In the data below, switch every "interface" for "photo" and write out all the lines again, leaving everything else as it is.

··· Data for processing

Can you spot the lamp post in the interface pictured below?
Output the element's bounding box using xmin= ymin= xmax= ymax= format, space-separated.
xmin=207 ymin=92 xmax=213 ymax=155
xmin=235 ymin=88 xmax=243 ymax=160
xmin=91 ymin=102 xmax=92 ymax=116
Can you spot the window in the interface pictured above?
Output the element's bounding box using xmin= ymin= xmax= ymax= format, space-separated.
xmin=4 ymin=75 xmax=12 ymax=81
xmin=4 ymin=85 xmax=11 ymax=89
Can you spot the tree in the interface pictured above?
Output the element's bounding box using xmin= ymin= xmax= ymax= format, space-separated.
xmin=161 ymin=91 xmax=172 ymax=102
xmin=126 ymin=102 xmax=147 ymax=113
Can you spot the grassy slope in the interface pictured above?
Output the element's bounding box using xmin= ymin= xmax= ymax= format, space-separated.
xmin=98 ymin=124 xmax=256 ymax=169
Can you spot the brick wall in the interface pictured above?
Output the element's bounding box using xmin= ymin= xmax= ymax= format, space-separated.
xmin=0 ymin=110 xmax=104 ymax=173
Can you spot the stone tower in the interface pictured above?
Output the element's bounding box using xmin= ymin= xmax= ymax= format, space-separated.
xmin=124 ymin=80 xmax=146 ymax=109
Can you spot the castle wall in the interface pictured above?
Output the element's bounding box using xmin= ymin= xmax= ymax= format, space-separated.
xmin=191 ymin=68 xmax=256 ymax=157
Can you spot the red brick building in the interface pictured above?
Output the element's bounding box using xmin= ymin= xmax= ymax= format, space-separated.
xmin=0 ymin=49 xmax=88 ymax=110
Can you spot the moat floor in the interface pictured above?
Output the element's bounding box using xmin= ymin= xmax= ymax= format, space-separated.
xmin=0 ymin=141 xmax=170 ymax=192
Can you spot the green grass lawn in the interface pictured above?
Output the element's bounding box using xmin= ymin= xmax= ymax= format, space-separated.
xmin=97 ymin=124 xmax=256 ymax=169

······

» Task answer:
Can you spot the lamp post in the photo pictured below?
Output the element's bounding box using xmin= ymin= xmax= ymax= format, space-separated.
xmin=207 ymin=92 xmax=213 ymax=155
xmin=235 ymin=88 xmax=243 ymax=160
xmin=91 ymin=102 xmax=92 ymax=116
Can you spot the window in the photo pictured above?
Output the element's bounding box using xmin= ymin= xmax= ymax= format, space-separated.
xmin=4 ymin=75 xmax=12 ymax=81
xmin=4 ymin=85 xmax=11 ymax=89
Can you spot the tree in the photo pictured above?
Output the element's bounding box using xmin= ymin= xmax= ymax= format, space-separated.
xmin=161 ymin=91 xmax=172 ymax=102
xmin=126 ymin=102 xmax=147 ymax=113
Can you spot the grassy slope in the photo pictured above?
Output the element's bounding box using xmin= ymin= xmax= ymax= format, space-separated.
xmin=98 ymin=124 xmax=256 ymax=169
Can you spot the brick wall in the photo pictured above?
Output the element's bounding box using xmin= ymin= xmax= ymax= format, space-separated.
xmin=0 ymin=110 xmax=104 ymax=173
Can you spot the stone tower in the photo pictured above?
Output the element's bounding box using xmin= ymin= xmax= ymax= format, space-separated.
xmin=124 ymin=80 xmax=146 ymax=109
Can you spot the castle wall in the photo pictured above?
Output the element's bounding box using xmin= ymin= xmax= ymax= format, space-separated.
xmin=191 ymin=68 xmax=256 ymax=157
Can you spot the red brick building in the photo pictured above?
Output the element's bounding box using xmin= ymin= xmax= ymax= format, space-separated.
xmin=0 ymin=49 xmax=88 ymax=110
Can you spot the moat floor in the photo pictured above?
Output the element's bounding box using xmin= ymin= xmax= ymax= format, space-separated.
xmin=0 ymin=141 xmax=170 ymax=192
Can you spot the green grass lawn in the photo pictured above?
Output the element's bounding box using xmin= ymin= xmax= ymax= format, space-separated.
xmin=97 ymin=124 xmax=256 ymax=169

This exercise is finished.